**Stated problem:**
Rewrite the rows below, replacing each "pixel coords" with "pixel coordinates" and leaving everything else unchanged.

**Provided information:**
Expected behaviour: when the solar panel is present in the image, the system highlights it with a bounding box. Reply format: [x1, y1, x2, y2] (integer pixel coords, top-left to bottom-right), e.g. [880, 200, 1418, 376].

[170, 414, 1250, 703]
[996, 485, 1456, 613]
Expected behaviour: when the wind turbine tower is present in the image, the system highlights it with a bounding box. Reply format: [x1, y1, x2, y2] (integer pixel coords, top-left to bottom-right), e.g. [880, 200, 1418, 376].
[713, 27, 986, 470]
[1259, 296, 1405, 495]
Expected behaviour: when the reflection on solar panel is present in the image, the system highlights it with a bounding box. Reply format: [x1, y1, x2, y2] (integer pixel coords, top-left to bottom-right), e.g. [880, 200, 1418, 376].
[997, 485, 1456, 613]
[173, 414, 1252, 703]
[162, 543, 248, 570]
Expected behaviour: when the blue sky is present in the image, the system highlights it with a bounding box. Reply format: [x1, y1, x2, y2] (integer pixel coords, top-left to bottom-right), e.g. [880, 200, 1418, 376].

**Answer to the problem:**
Expected behaviour: when the solar panel is present in the image, the system highlights it with a bounding box. Reply format: [x1, y1, x2, y2] (integer pixel coordinates, top-left to bottom-right), e.g. [880, 200, 1418, 376].

[170, 414, 1250, 703]
[996, 485, 1456, 613]
Expected behaviour: when the wind turbine tower is present in the image, the system highlights it with a bounding box. Reply format: [x1, y1, x2, y2] (integer pixel coordinates, top-left to bottom-right), e.g. [880, 200, 1418, 376].
[713, 27, 986, 470]
[1259, 296, 1405, 495]
Expected behaviour: when the reflection on solar panel is present in the image, the system highlights it with a bounding box. Reply format: [x1, y1, x2, y2] (integer pixel coordinates, top-left to bottom-right), e.g. [880, 200, 1418, 376].
[997, 485, 1456, 613]
[173, 414, 1252, 703]
[162, 543, 248, 570]
Expected behaviour: when the blue sky is present in the image, the system highlights it with a bounding box. Reply format: [x1, y1, x2, y2] (integer pixel coordinates, top-left to bottom-right), e.g. [880, 200, 1418, 376].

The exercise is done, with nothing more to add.